Aim – Return each line of the listing below that contains the string "snow", treating uppercase and lowercase letters as distinct.

(begin)

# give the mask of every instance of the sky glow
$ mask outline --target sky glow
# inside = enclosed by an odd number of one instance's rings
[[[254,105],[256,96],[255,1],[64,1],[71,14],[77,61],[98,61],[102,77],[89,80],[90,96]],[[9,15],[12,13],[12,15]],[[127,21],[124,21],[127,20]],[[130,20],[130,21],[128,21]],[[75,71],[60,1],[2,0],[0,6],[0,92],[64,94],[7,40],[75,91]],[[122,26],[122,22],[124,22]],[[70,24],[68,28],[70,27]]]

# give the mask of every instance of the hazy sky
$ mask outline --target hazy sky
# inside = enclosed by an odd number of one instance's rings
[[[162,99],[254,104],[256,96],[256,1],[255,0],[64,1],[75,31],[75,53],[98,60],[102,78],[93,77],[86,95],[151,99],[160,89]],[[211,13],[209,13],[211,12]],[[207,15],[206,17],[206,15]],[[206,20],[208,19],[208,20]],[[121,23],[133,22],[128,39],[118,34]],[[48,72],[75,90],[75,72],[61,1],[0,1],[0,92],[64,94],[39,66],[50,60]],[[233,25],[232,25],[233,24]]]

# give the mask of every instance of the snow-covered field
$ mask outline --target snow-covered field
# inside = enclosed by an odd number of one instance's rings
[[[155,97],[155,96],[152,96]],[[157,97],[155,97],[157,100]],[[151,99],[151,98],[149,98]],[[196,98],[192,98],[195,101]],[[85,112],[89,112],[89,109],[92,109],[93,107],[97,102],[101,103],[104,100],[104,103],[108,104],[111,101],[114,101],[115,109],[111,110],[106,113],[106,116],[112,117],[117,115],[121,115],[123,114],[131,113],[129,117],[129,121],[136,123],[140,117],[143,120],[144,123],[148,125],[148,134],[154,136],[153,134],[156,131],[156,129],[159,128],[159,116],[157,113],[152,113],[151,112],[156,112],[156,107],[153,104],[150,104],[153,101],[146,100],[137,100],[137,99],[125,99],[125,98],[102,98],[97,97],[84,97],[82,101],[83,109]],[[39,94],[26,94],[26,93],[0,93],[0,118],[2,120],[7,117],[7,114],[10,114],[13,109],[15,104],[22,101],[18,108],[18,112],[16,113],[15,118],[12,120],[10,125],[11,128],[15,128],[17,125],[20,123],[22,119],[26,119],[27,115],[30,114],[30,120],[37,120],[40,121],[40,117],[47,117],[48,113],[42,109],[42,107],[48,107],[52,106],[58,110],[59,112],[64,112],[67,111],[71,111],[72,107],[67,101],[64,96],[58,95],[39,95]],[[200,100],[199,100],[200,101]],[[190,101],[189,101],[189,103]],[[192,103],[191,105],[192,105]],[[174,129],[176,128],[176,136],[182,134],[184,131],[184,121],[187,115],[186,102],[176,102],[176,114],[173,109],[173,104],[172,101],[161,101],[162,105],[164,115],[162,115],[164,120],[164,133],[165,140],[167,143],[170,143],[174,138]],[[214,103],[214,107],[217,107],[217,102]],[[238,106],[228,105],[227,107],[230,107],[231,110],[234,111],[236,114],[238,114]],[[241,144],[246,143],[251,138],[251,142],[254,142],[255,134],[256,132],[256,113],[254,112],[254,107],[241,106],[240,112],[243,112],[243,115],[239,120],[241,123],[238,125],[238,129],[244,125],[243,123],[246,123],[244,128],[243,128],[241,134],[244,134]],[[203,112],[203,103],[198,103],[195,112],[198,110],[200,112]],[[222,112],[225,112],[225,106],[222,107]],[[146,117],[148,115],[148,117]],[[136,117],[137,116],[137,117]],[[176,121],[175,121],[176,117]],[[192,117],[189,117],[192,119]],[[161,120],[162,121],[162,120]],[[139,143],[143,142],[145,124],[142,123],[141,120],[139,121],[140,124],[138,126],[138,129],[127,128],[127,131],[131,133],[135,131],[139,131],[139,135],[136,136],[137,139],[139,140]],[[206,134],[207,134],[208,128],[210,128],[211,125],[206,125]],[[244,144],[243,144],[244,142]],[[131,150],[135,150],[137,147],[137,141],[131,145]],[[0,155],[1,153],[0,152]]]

(end)

Answer to this task –
# give the mask of every instance of the snow-covered field
$ mask outline --target snow-covered field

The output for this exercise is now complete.